Task instructions:
Rewrite the lines from the one containing "point: long hair" through the last line, both included, with the requests unchanged and every x and y coordinate in the answers multiplied by 2.15 and rounded to a whole number, halves rounded up. Leave out all other lines.

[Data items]
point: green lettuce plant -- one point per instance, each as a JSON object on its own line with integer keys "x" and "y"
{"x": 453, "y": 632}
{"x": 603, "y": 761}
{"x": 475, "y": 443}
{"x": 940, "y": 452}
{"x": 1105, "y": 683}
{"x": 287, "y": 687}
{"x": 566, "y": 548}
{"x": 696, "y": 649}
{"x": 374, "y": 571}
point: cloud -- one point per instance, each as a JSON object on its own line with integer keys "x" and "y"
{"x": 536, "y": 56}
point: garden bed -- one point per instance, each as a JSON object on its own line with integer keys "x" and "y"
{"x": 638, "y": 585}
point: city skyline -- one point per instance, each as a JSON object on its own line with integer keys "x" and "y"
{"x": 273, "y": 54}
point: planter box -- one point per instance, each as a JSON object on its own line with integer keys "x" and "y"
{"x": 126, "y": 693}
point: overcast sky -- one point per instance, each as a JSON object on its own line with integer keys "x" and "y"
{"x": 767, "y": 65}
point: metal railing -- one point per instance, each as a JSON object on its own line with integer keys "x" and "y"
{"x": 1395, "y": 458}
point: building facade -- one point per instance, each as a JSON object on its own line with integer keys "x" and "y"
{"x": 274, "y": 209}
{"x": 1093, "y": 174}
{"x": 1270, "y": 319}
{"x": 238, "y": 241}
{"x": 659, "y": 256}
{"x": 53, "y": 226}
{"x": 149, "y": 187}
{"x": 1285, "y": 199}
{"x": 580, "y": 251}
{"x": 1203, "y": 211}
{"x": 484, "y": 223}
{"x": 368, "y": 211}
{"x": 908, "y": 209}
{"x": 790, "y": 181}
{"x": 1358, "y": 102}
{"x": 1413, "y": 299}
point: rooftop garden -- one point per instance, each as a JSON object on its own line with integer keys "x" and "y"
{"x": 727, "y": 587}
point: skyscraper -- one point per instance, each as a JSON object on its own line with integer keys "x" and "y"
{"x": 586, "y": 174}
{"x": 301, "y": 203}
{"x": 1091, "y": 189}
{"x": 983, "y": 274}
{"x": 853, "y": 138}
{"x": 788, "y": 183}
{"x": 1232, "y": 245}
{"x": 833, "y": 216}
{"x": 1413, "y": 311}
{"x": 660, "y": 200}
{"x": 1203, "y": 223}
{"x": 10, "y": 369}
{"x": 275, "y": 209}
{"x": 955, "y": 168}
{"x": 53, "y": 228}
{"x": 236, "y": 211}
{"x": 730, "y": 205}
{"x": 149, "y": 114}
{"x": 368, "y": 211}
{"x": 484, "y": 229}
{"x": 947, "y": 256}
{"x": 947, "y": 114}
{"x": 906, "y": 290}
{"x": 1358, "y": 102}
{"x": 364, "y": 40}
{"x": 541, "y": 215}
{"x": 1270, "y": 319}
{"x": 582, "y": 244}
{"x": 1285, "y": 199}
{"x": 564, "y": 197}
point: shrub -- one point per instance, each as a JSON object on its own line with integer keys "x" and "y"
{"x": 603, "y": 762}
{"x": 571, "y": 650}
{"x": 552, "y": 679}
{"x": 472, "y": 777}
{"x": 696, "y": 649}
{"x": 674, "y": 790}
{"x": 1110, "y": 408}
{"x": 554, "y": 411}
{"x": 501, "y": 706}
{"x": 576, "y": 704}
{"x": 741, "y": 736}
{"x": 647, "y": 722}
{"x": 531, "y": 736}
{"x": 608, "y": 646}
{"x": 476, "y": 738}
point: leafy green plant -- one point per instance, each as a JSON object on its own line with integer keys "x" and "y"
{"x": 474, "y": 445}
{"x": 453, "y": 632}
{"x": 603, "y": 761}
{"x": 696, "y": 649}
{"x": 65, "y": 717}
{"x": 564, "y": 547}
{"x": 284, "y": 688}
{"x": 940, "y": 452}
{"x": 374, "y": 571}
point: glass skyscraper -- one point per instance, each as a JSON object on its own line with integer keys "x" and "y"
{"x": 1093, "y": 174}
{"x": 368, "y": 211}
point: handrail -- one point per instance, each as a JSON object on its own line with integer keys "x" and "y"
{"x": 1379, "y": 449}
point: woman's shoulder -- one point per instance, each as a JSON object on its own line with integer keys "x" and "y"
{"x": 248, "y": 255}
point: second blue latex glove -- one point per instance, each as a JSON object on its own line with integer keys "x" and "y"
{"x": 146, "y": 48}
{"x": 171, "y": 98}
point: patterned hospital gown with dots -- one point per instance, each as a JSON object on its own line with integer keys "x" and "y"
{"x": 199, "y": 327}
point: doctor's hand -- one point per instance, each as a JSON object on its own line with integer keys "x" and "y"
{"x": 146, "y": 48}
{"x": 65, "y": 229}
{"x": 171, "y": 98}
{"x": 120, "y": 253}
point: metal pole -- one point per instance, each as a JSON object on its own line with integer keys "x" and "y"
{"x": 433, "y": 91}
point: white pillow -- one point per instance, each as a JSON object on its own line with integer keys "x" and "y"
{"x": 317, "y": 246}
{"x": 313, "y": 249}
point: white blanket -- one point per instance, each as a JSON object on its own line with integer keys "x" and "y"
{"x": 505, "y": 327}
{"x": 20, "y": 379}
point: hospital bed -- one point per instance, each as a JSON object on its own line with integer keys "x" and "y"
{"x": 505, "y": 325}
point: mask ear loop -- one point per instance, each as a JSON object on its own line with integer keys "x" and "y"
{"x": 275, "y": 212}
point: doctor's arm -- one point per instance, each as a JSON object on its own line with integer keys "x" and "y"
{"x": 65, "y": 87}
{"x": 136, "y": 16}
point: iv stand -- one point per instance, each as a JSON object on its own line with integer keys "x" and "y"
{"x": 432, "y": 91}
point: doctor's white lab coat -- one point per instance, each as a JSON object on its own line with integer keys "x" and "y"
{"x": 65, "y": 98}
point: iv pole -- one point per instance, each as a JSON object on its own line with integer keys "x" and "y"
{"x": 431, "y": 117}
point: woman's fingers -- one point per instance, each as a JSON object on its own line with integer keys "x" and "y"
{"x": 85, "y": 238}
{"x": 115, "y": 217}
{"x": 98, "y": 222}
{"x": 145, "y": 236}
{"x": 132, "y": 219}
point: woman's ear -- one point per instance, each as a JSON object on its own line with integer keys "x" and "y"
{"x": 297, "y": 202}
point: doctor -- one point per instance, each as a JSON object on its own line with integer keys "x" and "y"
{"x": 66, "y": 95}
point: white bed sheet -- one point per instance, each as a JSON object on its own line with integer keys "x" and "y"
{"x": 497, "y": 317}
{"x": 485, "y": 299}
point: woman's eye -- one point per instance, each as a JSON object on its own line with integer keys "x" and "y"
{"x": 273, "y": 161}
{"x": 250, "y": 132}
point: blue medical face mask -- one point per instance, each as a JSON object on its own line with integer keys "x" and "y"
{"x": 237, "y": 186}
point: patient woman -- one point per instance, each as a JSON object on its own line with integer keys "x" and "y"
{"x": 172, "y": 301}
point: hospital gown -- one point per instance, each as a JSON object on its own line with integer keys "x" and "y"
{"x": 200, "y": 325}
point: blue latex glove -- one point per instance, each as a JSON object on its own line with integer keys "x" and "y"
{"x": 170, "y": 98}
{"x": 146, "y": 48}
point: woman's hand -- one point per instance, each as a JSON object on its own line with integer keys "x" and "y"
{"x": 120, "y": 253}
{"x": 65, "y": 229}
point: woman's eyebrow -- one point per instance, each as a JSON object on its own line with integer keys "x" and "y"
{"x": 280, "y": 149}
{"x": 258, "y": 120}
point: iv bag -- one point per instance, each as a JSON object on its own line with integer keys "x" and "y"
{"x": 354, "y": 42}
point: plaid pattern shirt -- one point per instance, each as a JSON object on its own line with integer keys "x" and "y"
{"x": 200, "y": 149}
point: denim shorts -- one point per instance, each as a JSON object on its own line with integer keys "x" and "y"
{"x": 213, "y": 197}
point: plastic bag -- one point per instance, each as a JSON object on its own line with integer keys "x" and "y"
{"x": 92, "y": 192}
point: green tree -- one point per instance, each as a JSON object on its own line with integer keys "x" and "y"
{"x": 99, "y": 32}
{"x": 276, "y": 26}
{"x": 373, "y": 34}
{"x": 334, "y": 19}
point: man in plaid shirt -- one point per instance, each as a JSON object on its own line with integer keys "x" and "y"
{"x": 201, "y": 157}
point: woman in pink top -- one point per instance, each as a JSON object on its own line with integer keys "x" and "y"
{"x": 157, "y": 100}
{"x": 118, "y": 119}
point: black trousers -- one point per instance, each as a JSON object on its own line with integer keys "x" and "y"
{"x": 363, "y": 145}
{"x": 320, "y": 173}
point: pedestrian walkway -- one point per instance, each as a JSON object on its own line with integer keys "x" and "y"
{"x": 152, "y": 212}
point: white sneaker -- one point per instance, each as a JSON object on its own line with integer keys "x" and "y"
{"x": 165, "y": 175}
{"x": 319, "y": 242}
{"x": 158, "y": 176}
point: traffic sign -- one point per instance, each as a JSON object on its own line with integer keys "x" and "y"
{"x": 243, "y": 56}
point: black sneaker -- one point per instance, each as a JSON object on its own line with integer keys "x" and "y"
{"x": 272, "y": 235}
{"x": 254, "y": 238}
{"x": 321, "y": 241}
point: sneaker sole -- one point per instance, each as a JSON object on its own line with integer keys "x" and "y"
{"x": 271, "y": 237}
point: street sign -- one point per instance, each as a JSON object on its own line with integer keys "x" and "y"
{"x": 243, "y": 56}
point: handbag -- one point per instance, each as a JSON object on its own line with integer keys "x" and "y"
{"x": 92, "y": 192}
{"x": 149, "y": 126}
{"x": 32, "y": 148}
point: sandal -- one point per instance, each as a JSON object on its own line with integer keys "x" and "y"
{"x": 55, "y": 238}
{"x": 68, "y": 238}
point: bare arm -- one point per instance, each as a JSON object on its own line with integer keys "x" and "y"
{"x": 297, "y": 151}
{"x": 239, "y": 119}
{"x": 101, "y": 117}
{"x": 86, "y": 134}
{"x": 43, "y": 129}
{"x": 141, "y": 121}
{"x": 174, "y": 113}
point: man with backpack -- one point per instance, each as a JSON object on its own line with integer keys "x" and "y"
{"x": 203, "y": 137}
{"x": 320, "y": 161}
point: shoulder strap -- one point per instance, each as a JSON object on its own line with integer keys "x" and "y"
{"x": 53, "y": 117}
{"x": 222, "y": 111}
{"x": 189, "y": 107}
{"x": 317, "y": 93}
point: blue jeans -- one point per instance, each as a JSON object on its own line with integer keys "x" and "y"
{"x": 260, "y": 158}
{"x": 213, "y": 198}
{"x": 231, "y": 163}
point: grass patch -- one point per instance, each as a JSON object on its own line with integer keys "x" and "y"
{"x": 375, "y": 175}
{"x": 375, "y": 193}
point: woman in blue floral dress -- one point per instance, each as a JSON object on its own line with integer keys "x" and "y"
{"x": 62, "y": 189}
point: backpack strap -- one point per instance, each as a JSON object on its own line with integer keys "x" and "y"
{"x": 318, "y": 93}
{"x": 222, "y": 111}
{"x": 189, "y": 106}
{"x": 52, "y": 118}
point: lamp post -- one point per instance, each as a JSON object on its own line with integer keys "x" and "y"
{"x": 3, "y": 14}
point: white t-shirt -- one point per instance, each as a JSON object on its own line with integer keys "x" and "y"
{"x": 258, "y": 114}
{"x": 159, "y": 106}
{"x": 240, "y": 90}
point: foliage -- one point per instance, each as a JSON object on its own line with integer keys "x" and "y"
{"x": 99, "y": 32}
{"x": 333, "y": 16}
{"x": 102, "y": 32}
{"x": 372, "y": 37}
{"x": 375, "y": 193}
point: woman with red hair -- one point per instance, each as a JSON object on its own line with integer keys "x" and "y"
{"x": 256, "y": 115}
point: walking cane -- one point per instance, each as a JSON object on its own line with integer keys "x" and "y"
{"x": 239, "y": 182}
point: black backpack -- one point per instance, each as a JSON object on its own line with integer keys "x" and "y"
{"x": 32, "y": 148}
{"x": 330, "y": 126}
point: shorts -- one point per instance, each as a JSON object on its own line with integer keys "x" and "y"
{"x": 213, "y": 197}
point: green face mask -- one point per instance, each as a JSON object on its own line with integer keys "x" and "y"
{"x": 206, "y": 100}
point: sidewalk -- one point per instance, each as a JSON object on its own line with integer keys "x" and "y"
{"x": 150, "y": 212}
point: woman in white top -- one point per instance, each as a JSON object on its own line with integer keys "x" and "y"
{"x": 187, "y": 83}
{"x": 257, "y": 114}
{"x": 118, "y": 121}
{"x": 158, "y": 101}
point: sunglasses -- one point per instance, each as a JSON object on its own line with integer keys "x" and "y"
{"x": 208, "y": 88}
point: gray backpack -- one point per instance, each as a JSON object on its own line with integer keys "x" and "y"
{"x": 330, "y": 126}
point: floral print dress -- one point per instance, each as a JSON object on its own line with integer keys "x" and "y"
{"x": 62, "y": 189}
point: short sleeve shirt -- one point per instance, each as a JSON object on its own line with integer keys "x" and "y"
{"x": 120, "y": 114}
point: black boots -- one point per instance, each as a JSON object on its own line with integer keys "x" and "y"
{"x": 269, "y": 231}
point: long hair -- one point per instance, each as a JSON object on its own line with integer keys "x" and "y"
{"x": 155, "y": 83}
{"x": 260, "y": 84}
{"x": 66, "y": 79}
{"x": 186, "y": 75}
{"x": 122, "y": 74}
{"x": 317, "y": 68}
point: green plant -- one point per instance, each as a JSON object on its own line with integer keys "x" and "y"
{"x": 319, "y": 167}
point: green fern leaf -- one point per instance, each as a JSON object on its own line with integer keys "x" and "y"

Solution to the exercise:
point: long hair -- one point per instance, each as a JSON object on its own line with integer keys "x" and "y"
{"x": 333, "y": 178}
{"x": 559, "y": 181}
{"x": 142, "y": 170}
{"x": 400, "y": 161}
{"x": 262, "y": 159}
{"x": 682, "y": 146}
point: green plant -- one point per instance, each as a JSON object on its own line with integer keys "x" and "y"
{"x": 686, "y": 359}
point: green fern leaf -- one point per instance, each as a JSON object on its own line with integer keys "x" and "y"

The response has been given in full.